Requirement A =
In the passage on wage stagnation, reproduce the text starting with "Besides rising benefit" and going on through "fall of 12%.".
Requirement B =
Render this sentence from the wage stagnation passage in Spanish: "A 2014 study argued that wages now respond more strongly to changes in unemployment rates."
Requirement C =
Carry the passage on wage stagnation forward from its final sentence.

Text block =
******************************
Besides rising benefit costs, proposed causes of wage stagnation include the decline of labor unions, loss of job mobility (including through non-competes), and declining employment by the manufacturing sector.

=== Europe ===
The countries of Belgium, France, Germany, Italy and the United Kingdom have experienced strong real wage growth following European integration in the early 1980s.^{[6]} However, according to OECD between 2007 and 2015 the United Kingdom saw a real wage decline of 10.4%, equal only to Greece.

A 2014 study argued that wages now respond more strongly to changes in unemployment rates. It documented how the UK's 1979 - 2010 real wage growth across deciles has stagnated since 2003. Its models found that pre-2003, a doubling of the unemployment rate saw median wages fall 7%, but now the same doubling sees a fall of 12%.
******************************
Dataset extract =
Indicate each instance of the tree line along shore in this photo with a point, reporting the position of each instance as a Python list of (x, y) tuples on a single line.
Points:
******************************
Final answer A =
Besides rising benefit costs, proposed causes of wage stagnation include the decline of labor unions, loss of job mobility (including through non-competes), and declining employment by the manufacturing sector.

=== Europe ===
The countries of Belgium, France, Germany, Italy and the United Kingdom have experienced strong real wage growth following European integration in the early 1980s.^{[6]} However, according to OECD between 2007 and 2015 the United Kingdom saw a real wage decline of 10.4%, equal only to Greece.

A 2014 study argued that wages now respond more strongly to changes in unemployment rates. It documented how the UK's 1979 - 2010 real wage growth across deciles has stagnated since 2003. Its models found that pre-2003, a doubling of the unemployment rate saw median wages fall 7%, but now the same doubling sees a fall of 12%.

Final answer B =
Un estudio de 2014 sostuvo que los salarios ahora responden con más fuerza a los cambios en las tasas de desempleo.

Final answer C =
A 2018 paper contended that a major source of wage stagnation is underemployment. (Note: Whilst an unemployed worker wants to work but has no job, an underemployed worker has a job but wants to work more. Ways to measure this include part-time workers who want to be full time, or the number extra hours workers wish to work.) It studied the OECD with a focus on the UK, finding that unemployment rates often returned to 2007's pre-Great Recession levels. However, 2017 underemployment rates in many countries were still worse than 2007. So it argues that the low unemployment rates hide continued "labour market slack": its models found underemployment was negatively related to wages both in the UK and other countries.